Set down, word for word, each line from the top of the data through the line that has "answer_format: one SVG"; omit every picture.

Extracted data entries:
● ● ● ●

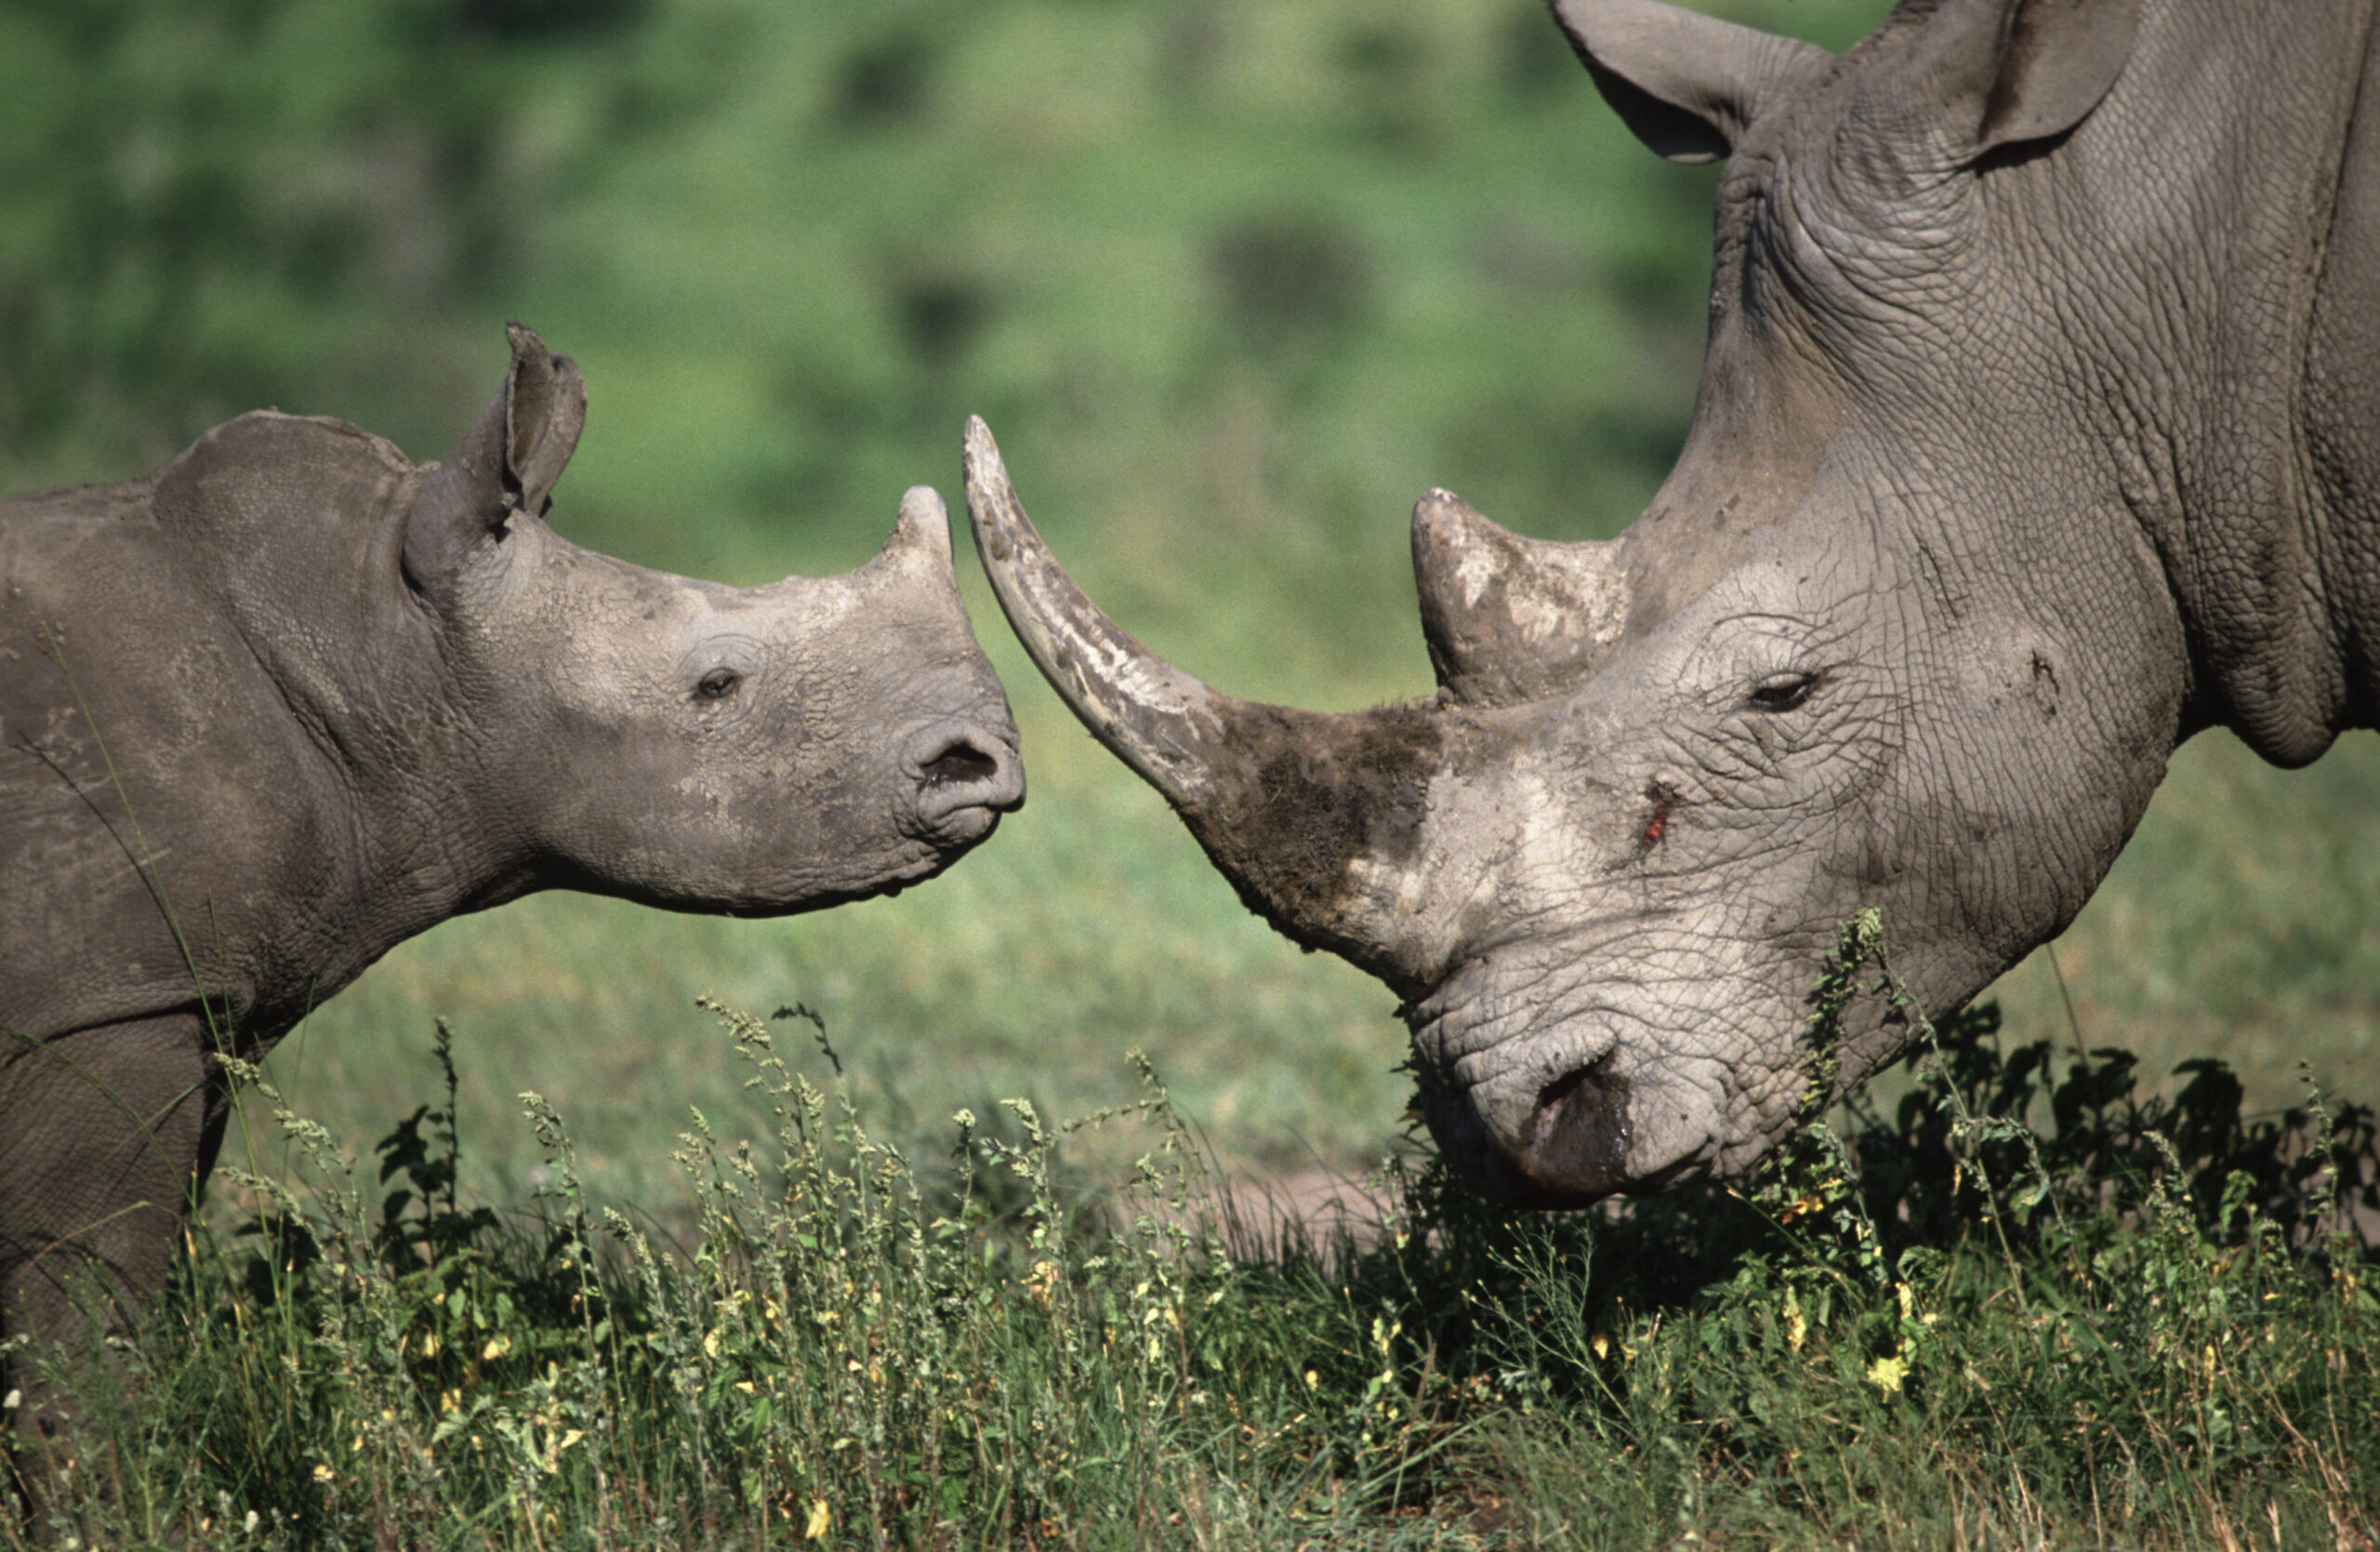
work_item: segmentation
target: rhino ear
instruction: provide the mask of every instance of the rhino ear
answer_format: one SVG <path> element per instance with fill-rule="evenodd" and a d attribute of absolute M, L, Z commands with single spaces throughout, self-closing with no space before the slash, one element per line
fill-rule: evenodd
<path fill-rule="evenodd" d="M 504 385 L 504 463 L 521 510 L 539 517 L 553 506 L 562 465 L 587 425 L 587 385 L 578 364 L 546 349 L 519 324 L 507 324 L 512 376 Z"/>
<path fill-rule="evenodd" d="M 1877 63 L 1854 112 L 1895 129 L 1931 125 L 1964 166 L 2088 118 L 2139 27 L 2139 0 L 1946 0 Z"/>
<path fill-rule="evenodd" d="M 1763 109 L 1833 56 L 1658 0 L 1554 0 L 1612 111 L 1673 162 L 1715 162 Z"/>
<path fill-rule="evenodd" d="M 507 325 L 512 368 L 454 454 L 431 471 L 405 519 L 405 576 L 436 589 L 516 511 L 542 517 L 587 423 L 587 388 L 568 356 Z"/>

● ● ● ●

• **Exercise result**
work_item: segmentation
target: rhino ear
instruction: provide the mask of every instance of the rhino ear
answer_format: one SVG <path> element per instance with fill-rule="evenodd" and a d attribute of absolute M, L, Z commands with single spaces throughout, self-closing with no space before the slash, one element per line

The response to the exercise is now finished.